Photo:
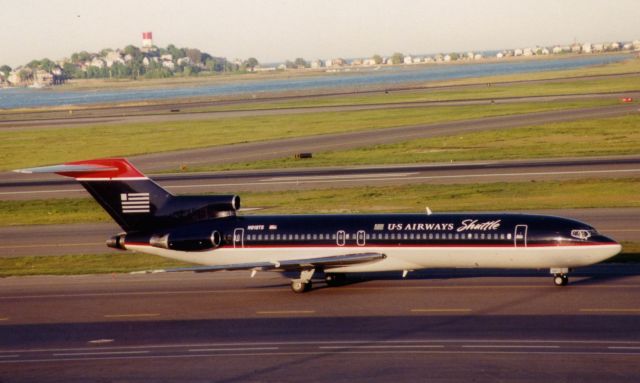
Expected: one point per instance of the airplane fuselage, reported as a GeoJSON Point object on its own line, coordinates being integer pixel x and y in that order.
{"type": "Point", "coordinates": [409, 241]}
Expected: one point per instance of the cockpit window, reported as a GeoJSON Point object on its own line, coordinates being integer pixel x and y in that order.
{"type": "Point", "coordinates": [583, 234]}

#####

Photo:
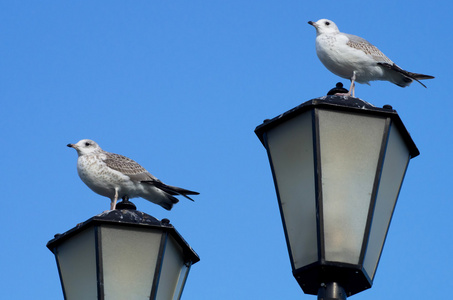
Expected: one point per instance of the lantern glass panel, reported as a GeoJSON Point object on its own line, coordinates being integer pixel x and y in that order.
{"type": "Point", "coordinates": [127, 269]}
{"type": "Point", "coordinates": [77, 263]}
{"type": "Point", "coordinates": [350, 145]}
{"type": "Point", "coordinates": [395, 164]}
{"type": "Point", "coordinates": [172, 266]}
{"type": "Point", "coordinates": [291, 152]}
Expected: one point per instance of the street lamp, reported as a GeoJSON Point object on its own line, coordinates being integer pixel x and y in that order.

#####

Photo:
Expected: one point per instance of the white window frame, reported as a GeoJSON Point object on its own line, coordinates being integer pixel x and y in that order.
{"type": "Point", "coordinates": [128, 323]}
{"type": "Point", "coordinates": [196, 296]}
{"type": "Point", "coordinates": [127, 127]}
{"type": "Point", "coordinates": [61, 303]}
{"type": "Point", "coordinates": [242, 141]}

#####

- **GOAL OF THE EXERCISE**
Identify each line of the listing above that contains the word "window", and copy those lines in full.

- **WORKED SOLUTION**
Expected: one point per instance of the cockpit window, reported as a GeoJSON Point object on its own line, coordinates being integer pixel x and y in that order.
Expected: one point per instance of the white window frame, reported as a GeoJSON Point object on its own line, coordinates being integer pixel x and y in that order.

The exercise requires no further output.